* [Phrase grounding data]:
*** Begin section ***
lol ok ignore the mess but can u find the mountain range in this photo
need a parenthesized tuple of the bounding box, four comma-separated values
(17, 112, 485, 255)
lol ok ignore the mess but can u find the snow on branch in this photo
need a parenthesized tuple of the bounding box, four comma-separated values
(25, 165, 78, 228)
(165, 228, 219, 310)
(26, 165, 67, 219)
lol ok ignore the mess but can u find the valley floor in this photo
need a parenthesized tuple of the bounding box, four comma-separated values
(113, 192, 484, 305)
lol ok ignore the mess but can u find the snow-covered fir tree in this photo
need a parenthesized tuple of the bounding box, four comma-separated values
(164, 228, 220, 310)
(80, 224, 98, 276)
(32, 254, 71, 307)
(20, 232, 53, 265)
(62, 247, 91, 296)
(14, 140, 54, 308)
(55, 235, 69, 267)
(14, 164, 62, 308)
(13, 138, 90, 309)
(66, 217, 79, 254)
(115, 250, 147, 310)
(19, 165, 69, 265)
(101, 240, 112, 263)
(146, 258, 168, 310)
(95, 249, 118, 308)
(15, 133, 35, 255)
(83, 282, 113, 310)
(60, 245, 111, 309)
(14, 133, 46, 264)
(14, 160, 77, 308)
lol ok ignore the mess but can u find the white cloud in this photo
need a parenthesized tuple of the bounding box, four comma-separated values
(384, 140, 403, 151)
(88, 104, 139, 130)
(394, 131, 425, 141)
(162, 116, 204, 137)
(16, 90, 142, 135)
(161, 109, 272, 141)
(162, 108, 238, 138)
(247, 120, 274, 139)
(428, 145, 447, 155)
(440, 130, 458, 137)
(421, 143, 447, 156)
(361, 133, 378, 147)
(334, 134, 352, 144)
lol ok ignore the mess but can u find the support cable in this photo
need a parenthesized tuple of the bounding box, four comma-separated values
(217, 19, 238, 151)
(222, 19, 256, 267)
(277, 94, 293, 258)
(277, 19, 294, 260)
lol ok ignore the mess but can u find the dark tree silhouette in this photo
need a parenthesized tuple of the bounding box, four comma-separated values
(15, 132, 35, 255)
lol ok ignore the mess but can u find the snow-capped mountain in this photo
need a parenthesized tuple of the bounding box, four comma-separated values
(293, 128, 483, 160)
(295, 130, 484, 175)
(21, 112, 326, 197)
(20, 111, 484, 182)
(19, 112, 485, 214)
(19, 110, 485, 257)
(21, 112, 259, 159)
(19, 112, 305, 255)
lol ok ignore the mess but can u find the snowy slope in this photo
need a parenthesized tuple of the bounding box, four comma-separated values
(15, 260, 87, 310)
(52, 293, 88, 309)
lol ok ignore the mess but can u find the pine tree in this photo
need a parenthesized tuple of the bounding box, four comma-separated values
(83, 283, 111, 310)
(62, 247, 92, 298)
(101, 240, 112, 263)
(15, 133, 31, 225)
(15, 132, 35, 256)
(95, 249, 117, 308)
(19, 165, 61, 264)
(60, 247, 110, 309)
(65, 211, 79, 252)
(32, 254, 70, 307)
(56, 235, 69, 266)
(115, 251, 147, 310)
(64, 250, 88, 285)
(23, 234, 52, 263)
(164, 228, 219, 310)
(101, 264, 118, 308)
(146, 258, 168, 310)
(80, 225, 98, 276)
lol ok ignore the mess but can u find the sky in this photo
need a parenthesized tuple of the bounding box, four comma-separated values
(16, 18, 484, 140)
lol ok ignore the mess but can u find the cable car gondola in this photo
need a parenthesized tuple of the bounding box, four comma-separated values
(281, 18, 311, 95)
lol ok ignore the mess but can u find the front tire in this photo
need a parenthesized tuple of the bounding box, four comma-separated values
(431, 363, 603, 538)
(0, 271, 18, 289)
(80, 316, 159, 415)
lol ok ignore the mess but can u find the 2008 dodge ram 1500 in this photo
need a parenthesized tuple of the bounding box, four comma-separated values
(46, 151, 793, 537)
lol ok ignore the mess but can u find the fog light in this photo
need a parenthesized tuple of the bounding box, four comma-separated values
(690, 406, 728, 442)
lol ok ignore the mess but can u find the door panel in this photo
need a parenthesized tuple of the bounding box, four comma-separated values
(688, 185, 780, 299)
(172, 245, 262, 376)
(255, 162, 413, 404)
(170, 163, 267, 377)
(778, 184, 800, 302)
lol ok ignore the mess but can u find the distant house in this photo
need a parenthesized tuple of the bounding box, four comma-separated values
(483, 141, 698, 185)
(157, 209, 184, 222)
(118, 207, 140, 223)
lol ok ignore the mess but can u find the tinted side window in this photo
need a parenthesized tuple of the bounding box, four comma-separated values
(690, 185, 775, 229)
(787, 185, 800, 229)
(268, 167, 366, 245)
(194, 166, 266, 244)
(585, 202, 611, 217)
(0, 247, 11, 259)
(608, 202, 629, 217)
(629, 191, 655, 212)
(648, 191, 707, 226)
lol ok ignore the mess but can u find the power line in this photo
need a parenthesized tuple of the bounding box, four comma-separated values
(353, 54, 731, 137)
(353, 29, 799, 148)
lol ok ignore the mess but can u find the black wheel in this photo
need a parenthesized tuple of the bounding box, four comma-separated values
*** End section ***
Of the entries above, repeat exactly the lines from the line with "lol ok ignore the mess but can u find the dark" through the line with "lol ok ignore the mess but can u find the snow-capped", both of them included.

lol ok ignore the mess but can u find the dark tree silhouette in this photo
need a parenthesized tuple of the bounding box, four comma-separated values
(15, 132, 35, 255)
lol ok ignore the mess but can u find the snow-capped mountain in this photo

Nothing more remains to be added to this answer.